Set tasks:
[A] From the forum thread about frame rust work in Cranston, reproduce the passage that begins at the words "# Any RI guys" and stops after "know their work?".
[B] In the forum thread about frame rust work in Cranston, which vehicle does Iceman55 want to have sandblasted and undercoated?
[C] Write the next part of the forum thread about frame rust work in Cranston, starting where it stops.

Excerpt to read:

# Any RI guys here? Need info on Auto Rust Technicians in Cranston



## Iceman55 (Jan 4, 2014)

Looking to get 2000 GMC 2500 Frame sandblasted to remove scale and rust and then get it undercoated.

Auto Rust Technicians in Cranston seems to have reasonable prices, anyone know their work?


----------



## quigleysiding (Oct 3, 2009)

A friend just had his chevy done at some place local. They did a great job. Rustproofed his frame , replaced his cab mounts and repaired a couple of other things. Came out really nice. It wasn"t that expensive for all the work he had done. I will find out where he took it and get back at you later on


----------



## Iceman55 (Jan 4, 2014)

thanks Quigley


----------



## ScubaSteve728 (Jan 17, 2012)

Dataset excerpts:
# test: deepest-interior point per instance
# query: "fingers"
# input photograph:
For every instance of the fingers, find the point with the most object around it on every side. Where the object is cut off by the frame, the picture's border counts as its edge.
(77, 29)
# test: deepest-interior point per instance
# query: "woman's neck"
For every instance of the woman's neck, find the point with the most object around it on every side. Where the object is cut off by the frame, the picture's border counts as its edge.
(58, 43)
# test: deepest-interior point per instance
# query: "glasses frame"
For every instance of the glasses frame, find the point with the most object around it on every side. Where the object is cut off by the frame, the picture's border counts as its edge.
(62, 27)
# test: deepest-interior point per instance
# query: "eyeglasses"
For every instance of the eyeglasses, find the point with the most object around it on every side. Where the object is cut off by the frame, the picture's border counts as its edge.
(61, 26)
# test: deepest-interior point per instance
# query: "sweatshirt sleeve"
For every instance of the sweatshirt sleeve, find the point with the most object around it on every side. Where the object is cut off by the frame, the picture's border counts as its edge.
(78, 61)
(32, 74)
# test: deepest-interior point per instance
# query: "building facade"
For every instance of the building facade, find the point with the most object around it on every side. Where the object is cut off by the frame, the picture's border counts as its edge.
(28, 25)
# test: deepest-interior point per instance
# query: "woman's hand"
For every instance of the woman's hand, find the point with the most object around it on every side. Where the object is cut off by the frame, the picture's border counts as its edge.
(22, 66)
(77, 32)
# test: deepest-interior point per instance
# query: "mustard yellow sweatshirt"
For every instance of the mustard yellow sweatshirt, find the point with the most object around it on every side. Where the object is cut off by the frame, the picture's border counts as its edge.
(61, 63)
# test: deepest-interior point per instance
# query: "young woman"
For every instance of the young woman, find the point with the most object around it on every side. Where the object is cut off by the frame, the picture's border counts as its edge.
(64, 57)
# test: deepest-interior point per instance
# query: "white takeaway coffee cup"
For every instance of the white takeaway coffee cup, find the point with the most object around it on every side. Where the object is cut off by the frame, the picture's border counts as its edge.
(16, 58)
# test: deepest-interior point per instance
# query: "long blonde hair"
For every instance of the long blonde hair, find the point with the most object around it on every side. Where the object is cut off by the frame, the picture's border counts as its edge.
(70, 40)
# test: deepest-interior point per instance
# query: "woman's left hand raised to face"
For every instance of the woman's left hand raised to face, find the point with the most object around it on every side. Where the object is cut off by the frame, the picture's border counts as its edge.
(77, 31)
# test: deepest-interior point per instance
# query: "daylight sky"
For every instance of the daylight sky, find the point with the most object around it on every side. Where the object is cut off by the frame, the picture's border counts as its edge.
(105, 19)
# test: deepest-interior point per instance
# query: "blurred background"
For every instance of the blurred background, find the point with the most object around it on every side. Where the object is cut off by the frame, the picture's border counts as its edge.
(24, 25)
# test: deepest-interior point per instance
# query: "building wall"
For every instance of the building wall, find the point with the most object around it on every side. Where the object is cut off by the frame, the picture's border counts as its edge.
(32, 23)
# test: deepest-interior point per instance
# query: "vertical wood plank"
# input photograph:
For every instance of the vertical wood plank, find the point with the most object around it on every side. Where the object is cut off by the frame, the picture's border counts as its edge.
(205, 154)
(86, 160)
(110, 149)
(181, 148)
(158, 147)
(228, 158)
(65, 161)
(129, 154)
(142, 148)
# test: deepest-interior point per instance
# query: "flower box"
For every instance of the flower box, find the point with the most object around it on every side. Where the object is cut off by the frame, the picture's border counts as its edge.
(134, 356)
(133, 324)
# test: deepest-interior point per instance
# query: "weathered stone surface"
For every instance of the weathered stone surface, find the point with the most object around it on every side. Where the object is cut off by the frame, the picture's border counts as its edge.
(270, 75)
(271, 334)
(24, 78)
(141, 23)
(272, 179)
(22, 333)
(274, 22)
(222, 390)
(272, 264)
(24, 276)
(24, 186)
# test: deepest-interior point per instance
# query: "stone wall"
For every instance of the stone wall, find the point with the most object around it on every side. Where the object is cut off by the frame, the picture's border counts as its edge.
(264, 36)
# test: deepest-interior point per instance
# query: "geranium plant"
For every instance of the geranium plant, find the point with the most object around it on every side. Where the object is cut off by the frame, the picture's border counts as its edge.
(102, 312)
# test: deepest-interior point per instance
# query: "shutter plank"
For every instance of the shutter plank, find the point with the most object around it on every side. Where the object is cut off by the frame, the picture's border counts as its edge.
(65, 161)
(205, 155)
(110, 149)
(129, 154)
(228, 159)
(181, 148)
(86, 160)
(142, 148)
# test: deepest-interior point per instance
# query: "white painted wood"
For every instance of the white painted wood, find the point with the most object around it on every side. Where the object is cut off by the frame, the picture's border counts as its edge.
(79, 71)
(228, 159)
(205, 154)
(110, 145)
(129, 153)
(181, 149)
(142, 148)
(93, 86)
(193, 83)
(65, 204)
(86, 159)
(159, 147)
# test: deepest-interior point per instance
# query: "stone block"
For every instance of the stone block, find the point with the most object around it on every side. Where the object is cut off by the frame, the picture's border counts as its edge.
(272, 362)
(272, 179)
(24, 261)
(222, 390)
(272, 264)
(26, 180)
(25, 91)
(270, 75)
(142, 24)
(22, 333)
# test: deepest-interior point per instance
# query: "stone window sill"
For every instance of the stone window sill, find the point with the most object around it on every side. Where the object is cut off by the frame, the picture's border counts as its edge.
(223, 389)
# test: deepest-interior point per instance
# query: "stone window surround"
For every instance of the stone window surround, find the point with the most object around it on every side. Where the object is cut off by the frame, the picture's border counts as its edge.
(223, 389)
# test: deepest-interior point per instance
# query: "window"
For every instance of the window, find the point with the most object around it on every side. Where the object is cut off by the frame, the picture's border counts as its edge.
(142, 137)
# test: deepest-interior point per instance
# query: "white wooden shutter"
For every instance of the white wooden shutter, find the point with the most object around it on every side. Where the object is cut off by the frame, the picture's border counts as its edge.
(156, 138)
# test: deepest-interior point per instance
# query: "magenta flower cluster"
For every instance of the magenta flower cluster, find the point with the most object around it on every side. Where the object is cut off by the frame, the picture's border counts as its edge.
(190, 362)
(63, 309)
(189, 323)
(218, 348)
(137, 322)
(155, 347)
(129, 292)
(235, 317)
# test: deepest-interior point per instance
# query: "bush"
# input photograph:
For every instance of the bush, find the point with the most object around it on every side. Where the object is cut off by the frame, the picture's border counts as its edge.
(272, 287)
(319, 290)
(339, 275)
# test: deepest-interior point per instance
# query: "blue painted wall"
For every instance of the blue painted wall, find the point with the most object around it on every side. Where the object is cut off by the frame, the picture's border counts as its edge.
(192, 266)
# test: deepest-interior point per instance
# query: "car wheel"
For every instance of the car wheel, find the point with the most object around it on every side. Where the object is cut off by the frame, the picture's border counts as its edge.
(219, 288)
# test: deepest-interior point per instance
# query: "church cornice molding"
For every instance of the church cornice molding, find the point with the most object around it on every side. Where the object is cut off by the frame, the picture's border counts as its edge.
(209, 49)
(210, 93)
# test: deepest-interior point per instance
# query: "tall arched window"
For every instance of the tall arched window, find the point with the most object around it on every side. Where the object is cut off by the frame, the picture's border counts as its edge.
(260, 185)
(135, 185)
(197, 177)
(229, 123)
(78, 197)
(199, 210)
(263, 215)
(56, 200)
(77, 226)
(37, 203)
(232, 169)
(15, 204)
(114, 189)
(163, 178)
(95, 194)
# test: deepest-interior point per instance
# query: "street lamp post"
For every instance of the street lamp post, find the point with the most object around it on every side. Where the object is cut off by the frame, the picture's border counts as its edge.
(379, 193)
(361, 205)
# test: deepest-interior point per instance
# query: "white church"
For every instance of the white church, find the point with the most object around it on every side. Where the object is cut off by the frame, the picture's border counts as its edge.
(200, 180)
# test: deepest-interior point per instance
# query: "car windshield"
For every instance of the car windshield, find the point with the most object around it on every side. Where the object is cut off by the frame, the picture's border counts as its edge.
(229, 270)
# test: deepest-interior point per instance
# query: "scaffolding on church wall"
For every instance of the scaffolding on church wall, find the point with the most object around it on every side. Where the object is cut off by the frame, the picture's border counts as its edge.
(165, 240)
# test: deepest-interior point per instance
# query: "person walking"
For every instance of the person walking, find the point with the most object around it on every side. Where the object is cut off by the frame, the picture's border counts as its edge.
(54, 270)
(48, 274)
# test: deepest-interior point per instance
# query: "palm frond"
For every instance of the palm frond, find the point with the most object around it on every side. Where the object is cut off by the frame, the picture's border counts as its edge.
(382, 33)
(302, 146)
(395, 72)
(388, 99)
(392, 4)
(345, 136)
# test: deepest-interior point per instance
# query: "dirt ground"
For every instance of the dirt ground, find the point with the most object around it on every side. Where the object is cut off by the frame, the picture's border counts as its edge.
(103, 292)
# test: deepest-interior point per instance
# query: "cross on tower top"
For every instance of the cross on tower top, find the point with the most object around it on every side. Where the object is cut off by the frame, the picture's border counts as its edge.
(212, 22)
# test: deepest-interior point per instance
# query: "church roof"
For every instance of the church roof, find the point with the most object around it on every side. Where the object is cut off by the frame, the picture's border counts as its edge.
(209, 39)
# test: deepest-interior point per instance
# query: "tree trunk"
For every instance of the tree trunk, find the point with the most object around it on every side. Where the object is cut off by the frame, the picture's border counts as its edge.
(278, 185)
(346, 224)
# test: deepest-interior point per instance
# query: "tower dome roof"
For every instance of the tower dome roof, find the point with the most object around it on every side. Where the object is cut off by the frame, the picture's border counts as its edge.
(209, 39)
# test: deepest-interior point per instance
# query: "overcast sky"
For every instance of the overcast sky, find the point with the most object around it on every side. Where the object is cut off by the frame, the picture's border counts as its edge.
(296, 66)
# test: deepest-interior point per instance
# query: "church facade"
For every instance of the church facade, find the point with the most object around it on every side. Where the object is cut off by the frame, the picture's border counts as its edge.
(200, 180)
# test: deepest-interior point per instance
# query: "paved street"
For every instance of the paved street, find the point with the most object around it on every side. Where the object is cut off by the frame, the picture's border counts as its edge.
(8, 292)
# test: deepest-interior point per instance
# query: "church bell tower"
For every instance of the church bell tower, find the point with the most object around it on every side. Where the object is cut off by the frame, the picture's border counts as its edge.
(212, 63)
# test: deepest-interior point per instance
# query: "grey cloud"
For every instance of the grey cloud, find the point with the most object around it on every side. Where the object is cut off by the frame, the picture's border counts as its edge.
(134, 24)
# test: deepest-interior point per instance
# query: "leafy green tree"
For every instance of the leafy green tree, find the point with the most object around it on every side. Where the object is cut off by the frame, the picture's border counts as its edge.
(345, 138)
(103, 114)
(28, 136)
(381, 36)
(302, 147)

Outputs by task:
[A]
# Any RI guys here? Need info on Auto Rust Technicians in Cranston



## Iceman55 (Jan 4, 2014)

Looking to get 2000 GMC 2500 Frame sandblasted to remove scale and rust and then get it undercoated.

Auto Rust Technicians in Cranston seems to have reasonable prices, anyone know their work?

[B] A 2000 GMC 2500.

[C]
they do a very good job but they are pricy but do a good job i remember the frame they had standing up near the highway one side was undercoated one side wasn't 
here is the 2013 price list http://www.autorust.com/images/2013_undercoat_pricing.jpg


----------



## quigleysiding (Oct 3, 2009)

Yup thats the place he took it. They did a real nice job. He said they charged him less than they quoted him. He said that the new cab mounts tighten up the truck and make it feel new again.


----------



## Iceman55 (Jan 4, 2014)

Thanks Guys, I'm down in Connecticut, about 2.5 hours from Newport RI

This will be a spring/summer project after all the snow is done.

Did they do the entire frame? even up around the engine?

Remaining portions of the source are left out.